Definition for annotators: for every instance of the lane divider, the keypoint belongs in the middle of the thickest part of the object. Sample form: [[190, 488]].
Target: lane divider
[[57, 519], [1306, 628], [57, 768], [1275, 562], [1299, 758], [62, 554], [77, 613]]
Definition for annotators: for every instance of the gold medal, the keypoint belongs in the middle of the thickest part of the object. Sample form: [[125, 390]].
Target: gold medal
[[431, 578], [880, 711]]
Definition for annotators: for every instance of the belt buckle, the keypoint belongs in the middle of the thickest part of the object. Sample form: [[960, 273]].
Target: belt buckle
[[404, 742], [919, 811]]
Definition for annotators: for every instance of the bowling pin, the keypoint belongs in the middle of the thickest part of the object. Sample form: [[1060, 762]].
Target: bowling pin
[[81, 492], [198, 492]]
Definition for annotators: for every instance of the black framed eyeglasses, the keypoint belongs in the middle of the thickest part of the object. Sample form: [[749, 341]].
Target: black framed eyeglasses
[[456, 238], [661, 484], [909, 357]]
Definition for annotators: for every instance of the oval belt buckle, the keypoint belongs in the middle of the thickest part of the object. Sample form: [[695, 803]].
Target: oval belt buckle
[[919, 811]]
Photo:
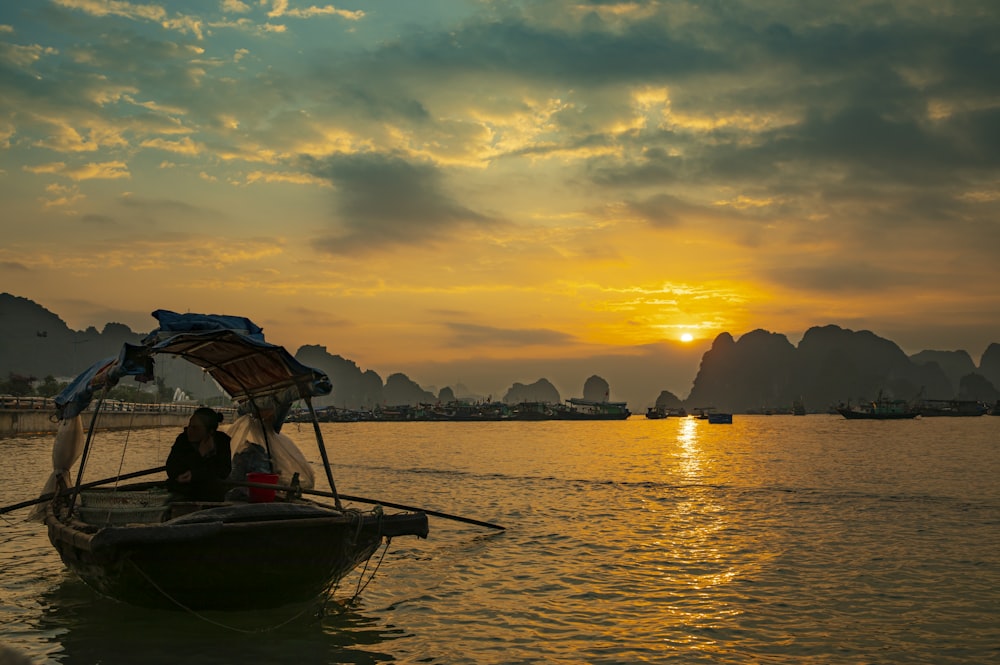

------------------------------

● Exercise directions
Switch every occurrence of "thickest part" in the lines above to "widest part" and write the lines out again with nothing else changed. Leave the pictures out of your answer.

● The reply
Definition for annotators: for every instance of the lane divider, the keypoint belongs in the middle of the widest part of the object. Sample form: [[190, 488]].
Target: lane divider
[[57, 519], [1306, 628], [57, 768], [1275, 562], [1299, 758], [62, 554], [77, 613]]
Definition for annotators: for every instance of the gold medal, the keypoint belongs in the middle of the widest part of the object. Sample form: [[125, 390]].
Target: gold medal
[[431, 578], [880, 711]]
Definition for annotators: for every instance of the belt buckle, the keypoint belongs in the middle of the widest part of the object. Sample form: [[960, 273]].
Target: belt buckle
[[404, 742], [919, 811]]
Definition for annotators: for every instance of the bowling pin, the keypoint belongs in the middle of the widest part of the object. Sample form: [[1060, 762]].
Target: bowling pin
[[81, 492], [198, 492]]
Definition for annotators: for every instance of the black framed eyeglasses, the keypoint belongs in the middle of the widest part of the object. Sample form: [[749, 341]].
Target: black framed eyeglasses
[[456, 238], [661, 484], [909, 357]]
Definition for annotators: for every instance of the oval belt buckle, the keypoint belongs in the middle of the widest part of the object. Sample form: [[695, 803]].
Target: oval belt buckle
[[919, 811]]
Photo:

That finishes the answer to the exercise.